Challenge: Reproduce the entire listing word for word.

Rows from a box labeling dataset:
※

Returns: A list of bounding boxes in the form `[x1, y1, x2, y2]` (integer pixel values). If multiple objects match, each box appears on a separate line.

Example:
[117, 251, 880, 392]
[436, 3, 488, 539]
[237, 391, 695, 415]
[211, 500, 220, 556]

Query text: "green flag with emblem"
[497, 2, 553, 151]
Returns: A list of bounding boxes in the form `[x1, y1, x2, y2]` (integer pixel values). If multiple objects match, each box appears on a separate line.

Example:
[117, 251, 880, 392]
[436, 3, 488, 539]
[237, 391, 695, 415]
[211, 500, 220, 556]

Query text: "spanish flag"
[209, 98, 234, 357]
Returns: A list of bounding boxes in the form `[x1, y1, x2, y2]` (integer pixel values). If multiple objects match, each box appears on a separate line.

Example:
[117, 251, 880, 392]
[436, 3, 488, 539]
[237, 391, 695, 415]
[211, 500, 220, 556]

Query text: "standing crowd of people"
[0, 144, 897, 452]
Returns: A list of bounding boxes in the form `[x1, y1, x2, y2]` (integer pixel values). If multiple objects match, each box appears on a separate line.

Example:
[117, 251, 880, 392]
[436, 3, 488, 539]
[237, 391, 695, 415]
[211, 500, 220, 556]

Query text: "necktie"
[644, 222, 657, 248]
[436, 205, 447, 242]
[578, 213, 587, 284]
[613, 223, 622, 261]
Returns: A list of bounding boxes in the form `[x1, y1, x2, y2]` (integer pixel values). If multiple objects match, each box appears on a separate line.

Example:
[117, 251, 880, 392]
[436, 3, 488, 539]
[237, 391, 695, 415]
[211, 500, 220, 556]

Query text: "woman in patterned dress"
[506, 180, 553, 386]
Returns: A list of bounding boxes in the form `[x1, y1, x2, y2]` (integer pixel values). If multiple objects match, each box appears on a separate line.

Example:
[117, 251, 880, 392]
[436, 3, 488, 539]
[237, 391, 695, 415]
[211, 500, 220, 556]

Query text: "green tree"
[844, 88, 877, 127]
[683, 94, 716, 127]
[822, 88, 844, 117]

※

Solved problem:
Returns: A list of bounding boxes in the form `[x1, y1, x2, y2]` (integer pixel values). If multiple objects match, each box appears on a separate line.

Example:
[117, 251, 880, 392]
[436, 3, 488, 539]
[237, 391, 695, 415]
[211, 500, 220, 556]

Query text: "green flag with emblem"
[497, 2, 553, 151]
Returns: A list of bounding boxes in the form `[x1, y1, x2, y2]` (integer pixel values). If multiple objects match, each box appears on a separate line.

Example:
[117, 251, 880, 392]
[436, 3, 488, 539]
[237, 391, 695, 415]
[211, 500, 220, 556]

Query text: "spanish flag"
[209, 98, 234, 357]
Returns: A list of bounding boxes in the form `[x1, y1, x2, y2]` (integer pixel values). If multiple objects match, each box appears on a separate line.

Example:
[117, 251, 880, 392]
[436, 3, 488, 539]
[237, 391, 695, 415]
[211, 500, 220, 556]

Query text: "standing crowd of people"
[0, 144, 897, 452]
Returns: A list of bounding boxes in the form `[x1, y1, x2, y2]` (integer pixel values). If multiple objects match, each box appears on a separate line.

Example:
[117, 251, 880, 392]
[436, 3, 488, 539]
[237, 391, 695, 415]
[211, 500, 220, 556]

Query text: "necktie"
[644, 222, 657, 248]
[436, 205, 447, 242]
[578, 213, 587, 284]
[613, 223, 622, 261]
Returns: A list of bounding boxes in the form `[x1, y1, x2, y2]` (integer pixel values). If multiple objects match, each box appears on a separate line.

Example:
[117, 251, 880, 392]
[436, 3, 488, 539]
[237, 391, 695, 415]
[211, 500, 220, 556]

Query text: "woman in patterned dress"
[506, 180, 553, 386]
Returns: A list of bounding boxes in the form `[x1, y1, x2, y2]` (integer pixel values). If multiple objects match, each box appears on a separate line.

Example:
[117, 251, 880, 392]
[436, 3, 488, 539]
[237, 391, 695, 415]
[211, 500, 220, 556]

Query text: "green tree"
[844, 88, 877, 127]
[683, 94, 716, 127]
[822, 88, 844, 117]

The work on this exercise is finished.